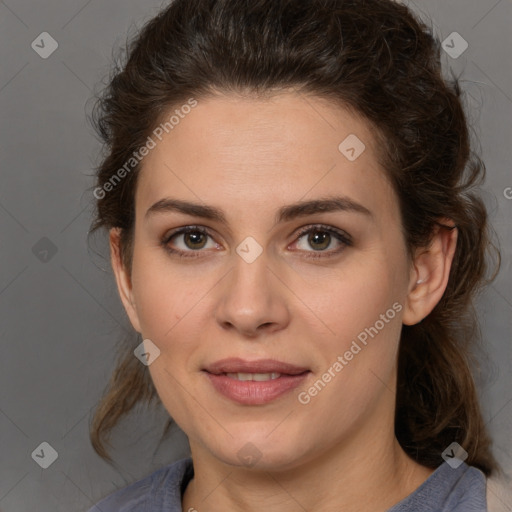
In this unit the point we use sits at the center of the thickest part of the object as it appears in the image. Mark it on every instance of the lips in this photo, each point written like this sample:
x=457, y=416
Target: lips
x=254, y=382
x=238, y=365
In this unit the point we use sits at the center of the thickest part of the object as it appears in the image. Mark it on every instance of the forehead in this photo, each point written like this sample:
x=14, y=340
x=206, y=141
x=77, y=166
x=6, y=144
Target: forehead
x=262, y=151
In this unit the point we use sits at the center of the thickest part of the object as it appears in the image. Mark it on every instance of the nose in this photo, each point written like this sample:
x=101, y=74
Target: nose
x=252, y=299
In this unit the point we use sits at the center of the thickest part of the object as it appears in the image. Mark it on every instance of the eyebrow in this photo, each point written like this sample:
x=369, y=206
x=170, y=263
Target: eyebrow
x=285, y=213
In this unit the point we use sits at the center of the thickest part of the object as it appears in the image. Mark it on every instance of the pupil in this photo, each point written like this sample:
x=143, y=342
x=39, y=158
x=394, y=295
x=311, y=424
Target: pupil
x=322, y=239
x=195, y=239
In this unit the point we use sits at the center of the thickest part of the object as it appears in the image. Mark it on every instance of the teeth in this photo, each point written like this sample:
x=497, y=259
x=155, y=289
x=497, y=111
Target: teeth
x=253, y=376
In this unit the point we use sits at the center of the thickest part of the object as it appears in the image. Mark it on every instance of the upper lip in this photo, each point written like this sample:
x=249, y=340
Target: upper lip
x=238, y=365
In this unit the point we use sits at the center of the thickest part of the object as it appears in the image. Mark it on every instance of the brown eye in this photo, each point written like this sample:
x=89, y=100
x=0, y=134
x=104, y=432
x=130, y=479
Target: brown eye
x=319, y=239
x=194, y=239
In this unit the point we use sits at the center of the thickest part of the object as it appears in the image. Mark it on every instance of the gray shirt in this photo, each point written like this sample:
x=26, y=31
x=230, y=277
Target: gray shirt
x=446, y=490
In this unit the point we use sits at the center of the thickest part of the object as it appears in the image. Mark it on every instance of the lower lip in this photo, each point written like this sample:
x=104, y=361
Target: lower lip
x=250, y=392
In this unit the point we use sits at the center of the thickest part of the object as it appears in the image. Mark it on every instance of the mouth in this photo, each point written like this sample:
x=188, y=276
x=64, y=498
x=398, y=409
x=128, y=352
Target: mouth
x=254, y=382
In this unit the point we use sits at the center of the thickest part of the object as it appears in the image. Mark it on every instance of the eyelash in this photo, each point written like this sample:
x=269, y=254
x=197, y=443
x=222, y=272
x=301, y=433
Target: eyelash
x=339, y=235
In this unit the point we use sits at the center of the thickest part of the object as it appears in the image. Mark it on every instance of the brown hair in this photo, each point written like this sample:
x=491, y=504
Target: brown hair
x=377, y=58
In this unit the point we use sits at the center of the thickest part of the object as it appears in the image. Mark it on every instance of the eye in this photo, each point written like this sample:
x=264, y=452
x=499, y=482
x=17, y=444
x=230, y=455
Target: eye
x=320, y=238
x=190, y=240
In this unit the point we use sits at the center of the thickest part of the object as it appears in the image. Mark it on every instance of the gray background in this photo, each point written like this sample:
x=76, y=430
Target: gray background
x=60, y=316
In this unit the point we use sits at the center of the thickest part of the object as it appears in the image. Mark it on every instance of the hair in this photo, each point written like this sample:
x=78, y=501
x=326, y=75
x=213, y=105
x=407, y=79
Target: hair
x=379, y=60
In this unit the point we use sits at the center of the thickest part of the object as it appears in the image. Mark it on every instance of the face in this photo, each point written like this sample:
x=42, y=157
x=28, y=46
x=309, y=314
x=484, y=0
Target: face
x=303, y=263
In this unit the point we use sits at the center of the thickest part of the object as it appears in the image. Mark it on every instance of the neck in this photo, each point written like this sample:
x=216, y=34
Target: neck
x=372, y=479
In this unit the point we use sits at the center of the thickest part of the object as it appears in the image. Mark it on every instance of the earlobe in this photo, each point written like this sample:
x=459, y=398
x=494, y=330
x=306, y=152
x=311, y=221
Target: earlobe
x=123, y=279
x=430, y=274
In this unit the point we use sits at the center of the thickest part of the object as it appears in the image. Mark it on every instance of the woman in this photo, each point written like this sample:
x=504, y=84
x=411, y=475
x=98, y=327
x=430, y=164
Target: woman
x=293, y=232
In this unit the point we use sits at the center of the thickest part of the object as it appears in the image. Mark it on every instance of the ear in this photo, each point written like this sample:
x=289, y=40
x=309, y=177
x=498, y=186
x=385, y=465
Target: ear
x=430, y=273
x=123, y=279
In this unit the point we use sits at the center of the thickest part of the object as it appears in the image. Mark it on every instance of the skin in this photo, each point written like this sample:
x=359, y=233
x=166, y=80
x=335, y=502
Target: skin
x=249, y=157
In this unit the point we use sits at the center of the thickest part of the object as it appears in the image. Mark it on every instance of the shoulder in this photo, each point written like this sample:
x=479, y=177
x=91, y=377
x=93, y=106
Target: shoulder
x=448, y=489
x=159, y=491
x=499, y=493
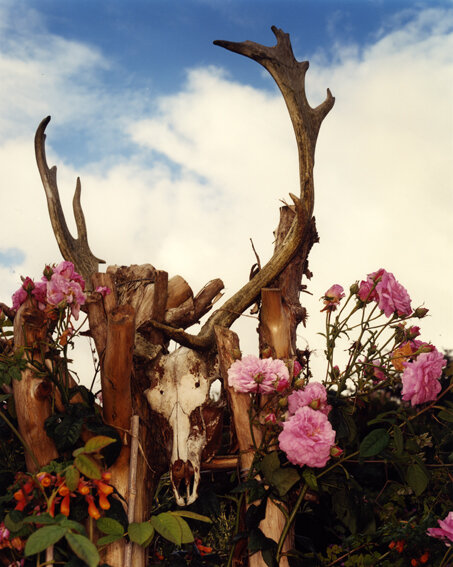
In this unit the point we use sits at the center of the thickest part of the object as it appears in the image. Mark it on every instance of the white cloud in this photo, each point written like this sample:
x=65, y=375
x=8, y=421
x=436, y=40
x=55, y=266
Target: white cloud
x=214, y=159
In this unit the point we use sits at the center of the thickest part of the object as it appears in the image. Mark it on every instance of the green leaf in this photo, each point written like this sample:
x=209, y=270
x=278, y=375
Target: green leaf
x=140, y=533
x=88, y=466
x=84, y=549
x=310, y=478
x=72, y=525
x=186, y=532
x=192, y=515
x=375, y=442
x=168, y=527
x=399, y=440
x=43, y=538
x=110, y=526
x=446, y=415
x=14, y=521
x=44, y=519
x=97, y=443
x=417, y=478
x=269, y=464
x=106, y=540
x=72, y=477
x=280, y=478
x=285, y=479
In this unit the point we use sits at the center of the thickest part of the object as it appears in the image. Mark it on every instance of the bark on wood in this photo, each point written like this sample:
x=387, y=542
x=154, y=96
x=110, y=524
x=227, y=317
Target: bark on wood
x=32, y=395
x=117, y=402
x=274, y=328
x=132, y=488
x=77, y=249
x=228, y=351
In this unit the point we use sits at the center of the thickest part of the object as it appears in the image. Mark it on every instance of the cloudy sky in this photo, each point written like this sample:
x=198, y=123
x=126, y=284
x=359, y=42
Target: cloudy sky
x=185, y=150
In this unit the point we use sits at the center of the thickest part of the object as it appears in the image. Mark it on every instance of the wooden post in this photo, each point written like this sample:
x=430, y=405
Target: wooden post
x=32, y=395
x=117, y=402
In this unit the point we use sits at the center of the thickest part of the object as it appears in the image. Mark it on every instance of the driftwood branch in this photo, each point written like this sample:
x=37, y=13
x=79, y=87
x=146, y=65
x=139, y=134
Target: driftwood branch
x=75, y=250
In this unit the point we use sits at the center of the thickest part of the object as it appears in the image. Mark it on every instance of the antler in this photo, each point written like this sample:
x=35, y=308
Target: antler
x=75, y=250
x=289, y=74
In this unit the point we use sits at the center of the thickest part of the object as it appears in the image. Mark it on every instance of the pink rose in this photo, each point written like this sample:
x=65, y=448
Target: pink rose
x=314, y=395
x=307, y=438
x=332, y=297
x=445, y=532
x=261, y=375
x=19, y=297
x=57, y=288
x=297, y=368
x=377, y=371
x=40, y=294
x=391, y=296
x=421, y=377
x=103, y=290
x=367, y=289
x=67, y=271
x=62, y=292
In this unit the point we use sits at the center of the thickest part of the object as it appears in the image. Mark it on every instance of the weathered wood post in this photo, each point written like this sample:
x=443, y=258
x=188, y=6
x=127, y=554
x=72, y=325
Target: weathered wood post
x=132, y=326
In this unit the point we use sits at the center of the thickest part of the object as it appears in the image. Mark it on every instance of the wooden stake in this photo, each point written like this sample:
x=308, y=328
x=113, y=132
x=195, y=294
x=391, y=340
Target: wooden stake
x=132, y=492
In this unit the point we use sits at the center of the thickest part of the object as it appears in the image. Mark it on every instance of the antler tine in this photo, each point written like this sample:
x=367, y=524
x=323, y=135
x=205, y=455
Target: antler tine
x=289, y=74
x=75, y=250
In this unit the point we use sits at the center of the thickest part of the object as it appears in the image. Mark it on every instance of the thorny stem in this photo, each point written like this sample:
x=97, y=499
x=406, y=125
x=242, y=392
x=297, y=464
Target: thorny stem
x=21, y=439
x=236, y=529
x=445, y=557
x=289, y=522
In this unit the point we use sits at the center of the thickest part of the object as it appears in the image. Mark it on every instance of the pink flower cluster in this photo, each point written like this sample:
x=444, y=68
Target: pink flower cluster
x=445, y=532
x=332, y=297
x=421, y=377
x=390, y=295
x=307, y=438
x=258, y=375
x=60, y=286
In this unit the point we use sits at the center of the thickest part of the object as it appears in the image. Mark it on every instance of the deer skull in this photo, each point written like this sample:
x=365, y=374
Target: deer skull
x=179, y=392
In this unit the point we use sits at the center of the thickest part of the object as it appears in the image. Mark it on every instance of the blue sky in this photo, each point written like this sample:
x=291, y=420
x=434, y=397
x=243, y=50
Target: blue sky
x=185, y=149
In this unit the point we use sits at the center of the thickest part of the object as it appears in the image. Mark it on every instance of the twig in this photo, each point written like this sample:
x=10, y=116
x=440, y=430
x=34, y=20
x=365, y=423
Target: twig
x=135, y=427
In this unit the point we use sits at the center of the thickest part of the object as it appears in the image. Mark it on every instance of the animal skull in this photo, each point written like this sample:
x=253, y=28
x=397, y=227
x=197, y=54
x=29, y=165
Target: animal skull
x=180, y=387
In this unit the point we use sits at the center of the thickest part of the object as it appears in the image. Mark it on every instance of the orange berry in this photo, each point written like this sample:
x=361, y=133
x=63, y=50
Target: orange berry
x=103, y=488
x=93, y=512
x=19, y=495
x=28, y=487
x=400, y=545
x=103, y=502
x=63, y=490
x=83, y=488
x=65, y=505
x=45, y=481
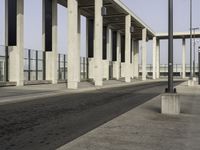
- - -
Work required
Extract exactly and only the lines above from the line containing "x=494, y=330" through the line containing "x=504, y=84", both end lines included.

Answer to the exercise
x=494, y=330
x=306, y=152
x=311, y=221
Target: earlobe
x=123, y=279
x=430, y=274
In this unit the point we use sits at the center of the thickest part of the object as it appears in the image. Mark it on every instance of the woman in this photo, each point written like this sample:
x=504, y=84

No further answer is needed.